→ Stated task
Gather every line below that contains the word "microwave", matching case exactly. Copy each of those lines in full.
[Begin Material for this exercise]
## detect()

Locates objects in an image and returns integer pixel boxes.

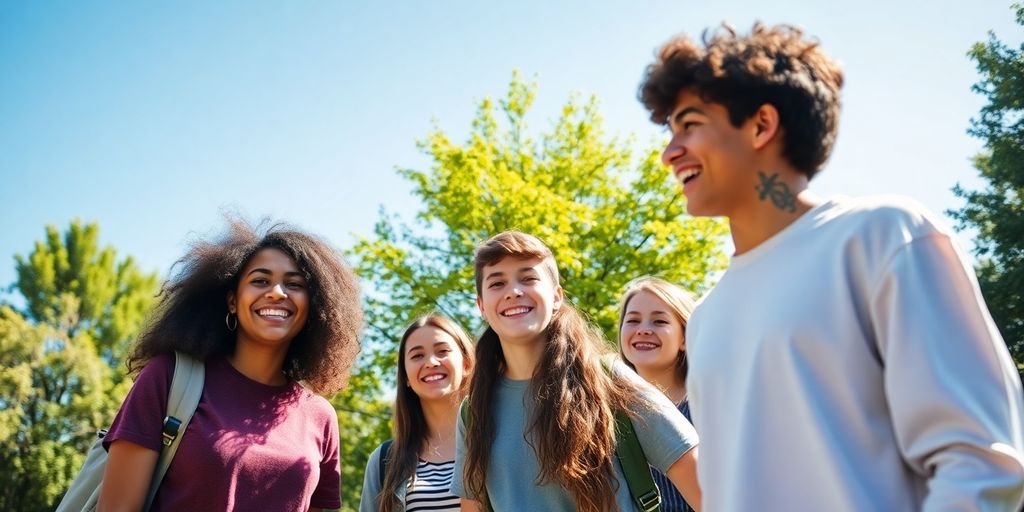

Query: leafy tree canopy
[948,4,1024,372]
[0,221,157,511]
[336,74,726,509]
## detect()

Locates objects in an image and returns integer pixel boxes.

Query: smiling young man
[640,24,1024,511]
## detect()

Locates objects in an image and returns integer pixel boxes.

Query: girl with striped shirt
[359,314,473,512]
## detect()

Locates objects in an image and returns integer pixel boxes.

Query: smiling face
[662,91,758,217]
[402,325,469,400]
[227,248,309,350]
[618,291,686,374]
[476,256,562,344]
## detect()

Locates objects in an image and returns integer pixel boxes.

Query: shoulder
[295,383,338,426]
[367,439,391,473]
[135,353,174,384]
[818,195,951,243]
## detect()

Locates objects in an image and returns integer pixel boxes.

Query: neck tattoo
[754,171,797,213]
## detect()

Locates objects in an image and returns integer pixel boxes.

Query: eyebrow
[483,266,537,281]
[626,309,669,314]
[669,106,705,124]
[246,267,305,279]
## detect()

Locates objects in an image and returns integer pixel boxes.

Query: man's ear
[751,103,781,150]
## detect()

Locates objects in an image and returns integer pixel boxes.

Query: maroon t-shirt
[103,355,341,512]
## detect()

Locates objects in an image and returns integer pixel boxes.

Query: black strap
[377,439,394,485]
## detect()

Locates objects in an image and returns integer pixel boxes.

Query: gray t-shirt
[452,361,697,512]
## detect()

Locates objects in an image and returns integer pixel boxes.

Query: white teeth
[End Material for this exercise]
[Begin Material for this exercise]
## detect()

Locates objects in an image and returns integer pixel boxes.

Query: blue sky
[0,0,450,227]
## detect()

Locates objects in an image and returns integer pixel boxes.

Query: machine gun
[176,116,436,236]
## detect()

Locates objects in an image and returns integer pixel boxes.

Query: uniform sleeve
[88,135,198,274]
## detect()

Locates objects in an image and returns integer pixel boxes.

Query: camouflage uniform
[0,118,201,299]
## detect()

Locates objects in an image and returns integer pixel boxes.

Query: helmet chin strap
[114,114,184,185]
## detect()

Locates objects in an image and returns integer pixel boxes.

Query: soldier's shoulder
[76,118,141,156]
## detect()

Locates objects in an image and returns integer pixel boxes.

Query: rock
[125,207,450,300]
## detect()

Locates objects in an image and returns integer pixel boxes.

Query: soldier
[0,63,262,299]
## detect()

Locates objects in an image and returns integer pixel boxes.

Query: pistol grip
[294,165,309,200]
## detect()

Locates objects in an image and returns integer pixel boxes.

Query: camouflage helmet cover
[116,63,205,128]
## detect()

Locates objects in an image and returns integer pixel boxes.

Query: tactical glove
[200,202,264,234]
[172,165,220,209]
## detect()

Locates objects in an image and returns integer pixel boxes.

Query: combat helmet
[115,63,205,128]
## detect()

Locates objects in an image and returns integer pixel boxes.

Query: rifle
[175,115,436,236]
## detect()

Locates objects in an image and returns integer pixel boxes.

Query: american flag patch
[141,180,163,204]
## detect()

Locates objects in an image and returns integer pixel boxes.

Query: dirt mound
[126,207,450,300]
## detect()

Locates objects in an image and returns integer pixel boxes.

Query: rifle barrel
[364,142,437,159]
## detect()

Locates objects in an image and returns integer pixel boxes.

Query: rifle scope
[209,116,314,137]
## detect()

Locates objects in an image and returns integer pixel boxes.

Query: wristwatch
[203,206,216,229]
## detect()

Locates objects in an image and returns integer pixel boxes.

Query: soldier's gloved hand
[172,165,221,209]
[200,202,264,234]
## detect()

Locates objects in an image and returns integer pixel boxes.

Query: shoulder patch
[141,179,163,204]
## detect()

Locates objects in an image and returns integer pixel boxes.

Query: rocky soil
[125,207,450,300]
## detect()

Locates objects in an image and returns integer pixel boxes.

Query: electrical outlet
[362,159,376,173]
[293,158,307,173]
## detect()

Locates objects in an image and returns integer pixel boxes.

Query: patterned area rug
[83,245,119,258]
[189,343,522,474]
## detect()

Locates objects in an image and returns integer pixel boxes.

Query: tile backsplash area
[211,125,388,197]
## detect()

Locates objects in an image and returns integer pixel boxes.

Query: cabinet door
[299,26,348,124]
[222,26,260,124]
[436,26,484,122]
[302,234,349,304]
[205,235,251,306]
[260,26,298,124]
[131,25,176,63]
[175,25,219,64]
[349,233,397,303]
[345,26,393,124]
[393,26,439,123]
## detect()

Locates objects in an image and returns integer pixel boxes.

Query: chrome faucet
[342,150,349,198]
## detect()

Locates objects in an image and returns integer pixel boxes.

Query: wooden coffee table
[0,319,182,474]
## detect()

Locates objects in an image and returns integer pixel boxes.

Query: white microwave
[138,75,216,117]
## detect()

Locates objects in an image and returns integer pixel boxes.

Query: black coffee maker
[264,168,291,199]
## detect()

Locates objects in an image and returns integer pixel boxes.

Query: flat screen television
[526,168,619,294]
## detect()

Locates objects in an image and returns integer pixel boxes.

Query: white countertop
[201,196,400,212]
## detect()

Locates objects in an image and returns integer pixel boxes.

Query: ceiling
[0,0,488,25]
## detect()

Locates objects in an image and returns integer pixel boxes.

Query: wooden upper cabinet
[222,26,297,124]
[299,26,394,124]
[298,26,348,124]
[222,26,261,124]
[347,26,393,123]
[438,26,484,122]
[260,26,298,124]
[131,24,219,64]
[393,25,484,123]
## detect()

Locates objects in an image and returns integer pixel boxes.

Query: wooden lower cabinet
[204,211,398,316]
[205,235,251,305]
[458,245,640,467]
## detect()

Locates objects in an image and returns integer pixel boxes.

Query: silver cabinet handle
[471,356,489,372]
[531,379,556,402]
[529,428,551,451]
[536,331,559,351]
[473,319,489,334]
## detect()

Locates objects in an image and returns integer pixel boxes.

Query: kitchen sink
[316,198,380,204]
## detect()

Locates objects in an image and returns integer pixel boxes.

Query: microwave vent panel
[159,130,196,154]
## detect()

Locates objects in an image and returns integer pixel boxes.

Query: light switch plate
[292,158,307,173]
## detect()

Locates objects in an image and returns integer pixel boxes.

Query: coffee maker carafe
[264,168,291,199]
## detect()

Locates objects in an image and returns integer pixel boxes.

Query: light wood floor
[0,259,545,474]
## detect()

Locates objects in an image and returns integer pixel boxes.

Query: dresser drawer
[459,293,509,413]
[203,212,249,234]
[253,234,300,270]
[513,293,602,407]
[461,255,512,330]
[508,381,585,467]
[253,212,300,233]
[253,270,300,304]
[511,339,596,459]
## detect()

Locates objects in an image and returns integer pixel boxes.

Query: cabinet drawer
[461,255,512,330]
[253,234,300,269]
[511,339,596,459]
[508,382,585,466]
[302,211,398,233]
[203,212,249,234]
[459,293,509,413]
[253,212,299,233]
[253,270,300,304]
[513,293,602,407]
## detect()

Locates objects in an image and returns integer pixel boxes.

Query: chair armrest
[End Material for this exercise]
→ Exercise answer
Query: white microwave
Query: microwave vent panel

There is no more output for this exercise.